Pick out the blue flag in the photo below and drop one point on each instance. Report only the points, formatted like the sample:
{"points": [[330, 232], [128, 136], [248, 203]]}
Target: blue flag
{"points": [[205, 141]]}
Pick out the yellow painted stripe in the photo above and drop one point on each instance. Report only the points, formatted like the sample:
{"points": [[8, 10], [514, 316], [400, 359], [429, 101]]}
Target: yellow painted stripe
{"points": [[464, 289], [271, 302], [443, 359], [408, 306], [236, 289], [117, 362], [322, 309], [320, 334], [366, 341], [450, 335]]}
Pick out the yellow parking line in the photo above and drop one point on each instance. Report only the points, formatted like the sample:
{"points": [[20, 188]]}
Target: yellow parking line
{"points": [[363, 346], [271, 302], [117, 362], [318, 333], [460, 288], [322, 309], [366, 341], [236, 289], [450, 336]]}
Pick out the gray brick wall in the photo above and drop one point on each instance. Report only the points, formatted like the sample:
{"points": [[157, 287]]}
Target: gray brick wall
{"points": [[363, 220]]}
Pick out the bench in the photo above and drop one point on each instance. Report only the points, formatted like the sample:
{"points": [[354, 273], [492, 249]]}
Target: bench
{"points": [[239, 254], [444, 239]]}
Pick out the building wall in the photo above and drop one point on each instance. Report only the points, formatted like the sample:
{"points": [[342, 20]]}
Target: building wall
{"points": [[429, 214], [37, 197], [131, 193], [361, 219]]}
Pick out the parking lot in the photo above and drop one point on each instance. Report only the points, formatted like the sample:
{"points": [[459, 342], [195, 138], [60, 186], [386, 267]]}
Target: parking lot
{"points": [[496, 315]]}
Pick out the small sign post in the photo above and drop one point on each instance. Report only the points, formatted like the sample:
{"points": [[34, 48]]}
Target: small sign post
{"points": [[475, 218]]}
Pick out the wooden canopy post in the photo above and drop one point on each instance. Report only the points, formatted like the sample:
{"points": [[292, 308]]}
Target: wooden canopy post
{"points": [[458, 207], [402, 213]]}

+---+

Line by line, reproduce the material exactly.

Pick out the blue flag in the photo below and drop one point on each instance. Report only the points, formatted like the sample:
{"points": [[330, 232], [128, 136], [248, 203]]}
Target: blue flag
{"points": [[205, 141]]}
Pick out the yellow painted stripe in the photo above and drop one point on each instance. Report only the points, formatted like the sample:
{"points": [[8, 10], [514, 316], [400, 359], [429, 101]]}
Target: yellow painted stripe
{"points": [[464, 289], [271, 302], [443, 359], [408, 306], [236, 289], [117, 362], [322, 309], [320, 334], [366, 341], [450, 335]]}
Pick out the yellow parking line in the photo above and drop one point on each instance. Report only the points, formatted like the sample:
{"points": [[20, 188]]}
Target: yellow parking line
{"points": [[363, 346], [271, 302], [117, 362], [318, 333], [460, 288], [322, 309], [366, 341], [236, 289], [450, 336]]}
Pick out the gray brick wall in the photo above and drop one point on each instance. Report only the points, formatted like the sample:
{"points": [[157, 287]]}
Target: gray brick wall
{"points": [[363, 220]]}
Pick out the bench in the photo above and drop one point on each instance. Report only the points, formatted like the sample:
{"points": [[354, 273], [492, 249]]}
Target: bench
{"points": [[239, 254], [444, 239]]}
Pick out the building wall in the photo above and drop one point on each instance. Report only the points, formatted like the sample:
{"points": [[342, 20]]}
Target: building wall
{"points": [[429, 214], [37, 197], [131, 193], [361, 219]]}
Pick out the parking lot in the photo above and drop one point on each instance. Report only the points, formatted like the sample:
{"points": [[459, 342], [195, 138], [60, 186], [386, 267]]}
Target: parking lot
{"points": [[496, 315]]}
Pick out the small sign post in the photo above and drop one point on each instance. Report only the points, formatted like the sample:
{"points": [[34, 48]]}
Target: small sign post
{"points": [[475, 218]]}
Pick out the wooden canopy post in the photo above and drop one point on each instance. Report only the points, formatted like the sample:
{"points": [[292, 308]]}
Target: wooden canopy post
{"points": [[458, 207], [402, 213]]}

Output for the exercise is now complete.